__What you are asked to do__
Copy each of the following items verbatim, reproducing every line without any change.

__Materials provided__
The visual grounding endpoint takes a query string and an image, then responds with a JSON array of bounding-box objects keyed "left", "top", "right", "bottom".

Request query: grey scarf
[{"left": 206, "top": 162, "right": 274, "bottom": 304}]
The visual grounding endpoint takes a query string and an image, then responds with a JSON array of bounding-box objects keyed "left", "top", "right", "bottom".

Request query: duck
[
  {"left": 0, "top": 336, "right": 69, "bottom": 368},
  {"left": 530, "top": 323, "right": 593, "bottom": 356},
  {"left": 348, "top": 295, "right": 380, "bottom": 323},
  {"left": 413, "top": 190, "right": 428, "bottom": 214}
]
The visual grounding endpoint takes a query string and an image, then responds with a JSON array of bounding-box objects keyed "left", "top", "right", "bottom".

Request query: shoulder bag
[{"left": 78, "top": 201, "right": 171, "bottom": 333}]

__Solved problem__
The visual grounding endpoint takes a query string and an image, then responds with a JSON array of bounding-box objects keyed "left", "top", "right", "bottom".

Request query: grey scarf
[{"left": 206, "top": 162, "right": 274, "bottom": 304}]
The visual grounding endpoint takes a query string and an image, then responds with a JSON array of bounding-box objects keyed "left", "top", "right", "bottom".

Request query: duck
[
  {"left": 0, "top": 336, "right": 69, "bottom": 368},
  {"left": 530, "top": 323, "right": 593, "bottom": 356},
  {"left": 348, "top": 295, "right": 380, "bottom": 323},
  {"left": 413, "top": 190, "right": 428, "bottom": 214}
]
The visual grounding endpoint takes a query string and an image, then responds with a JSON array of bounding-box objects keyed "left", "top", "right", "bottom".

Request query: shoulder bag
[{"left": 78, "top": 201, "right": 171, "bottom": 333}]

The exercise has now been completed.